TO BE DONE: How many lines in the entries below contain the string "banner"? Case counts, and the reply should be only the number.

RECORDS SUPPLIED:
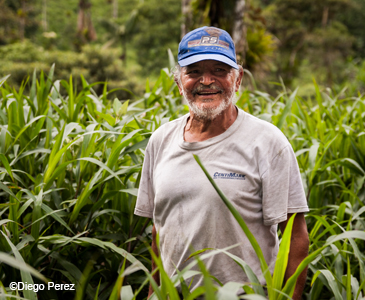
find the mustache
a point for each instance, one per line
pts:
* * *
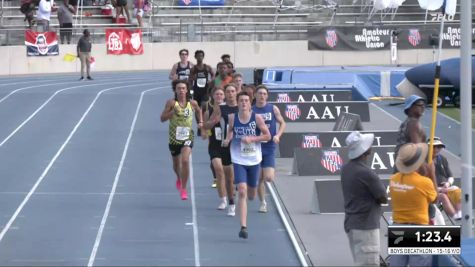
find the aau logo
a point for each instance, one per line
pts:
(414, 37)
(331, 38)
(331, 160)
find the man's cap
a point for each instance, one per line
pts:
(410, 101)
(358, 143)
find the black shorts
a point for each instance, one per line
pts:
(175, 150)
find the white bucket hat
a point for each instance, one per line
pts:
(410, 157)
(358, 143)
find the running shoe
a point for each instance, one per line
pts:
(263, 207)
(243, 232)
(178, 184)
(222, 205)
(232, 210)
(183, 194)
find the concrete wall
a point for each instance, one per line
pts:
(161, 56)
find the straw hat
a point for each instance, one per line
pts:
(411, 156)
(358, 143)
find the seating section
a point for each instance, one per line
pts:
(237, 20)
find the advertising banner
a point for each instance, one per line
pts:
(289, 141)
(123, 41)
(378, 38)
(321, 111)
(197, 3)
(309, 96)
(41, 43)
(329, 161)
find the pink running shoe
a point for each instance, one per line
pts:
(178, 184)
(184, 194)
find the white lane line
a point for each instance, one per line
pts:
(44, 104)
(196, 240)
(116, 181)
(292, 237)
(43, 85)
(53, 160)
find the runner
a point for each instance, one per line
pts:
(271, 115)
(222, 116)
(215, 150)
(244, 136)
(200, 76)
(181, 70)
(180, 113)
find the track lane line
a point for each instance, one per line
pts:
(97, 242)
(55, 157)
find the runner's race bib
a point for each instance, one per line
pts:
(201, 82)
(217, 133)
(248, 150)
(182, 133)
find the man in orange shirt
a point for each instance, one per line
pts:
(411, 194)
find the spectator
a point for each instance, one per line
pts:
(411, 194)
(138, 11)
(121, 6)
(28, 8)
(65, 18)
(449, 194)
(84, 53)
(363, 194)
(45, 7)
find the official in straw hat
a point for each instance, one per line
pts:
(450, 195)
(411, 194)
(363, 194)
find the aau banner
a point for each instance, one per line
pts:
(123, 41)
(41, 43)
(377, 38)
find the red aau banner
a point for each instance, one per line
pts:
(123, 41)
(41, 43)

ANSWER FOR THE TASK: 3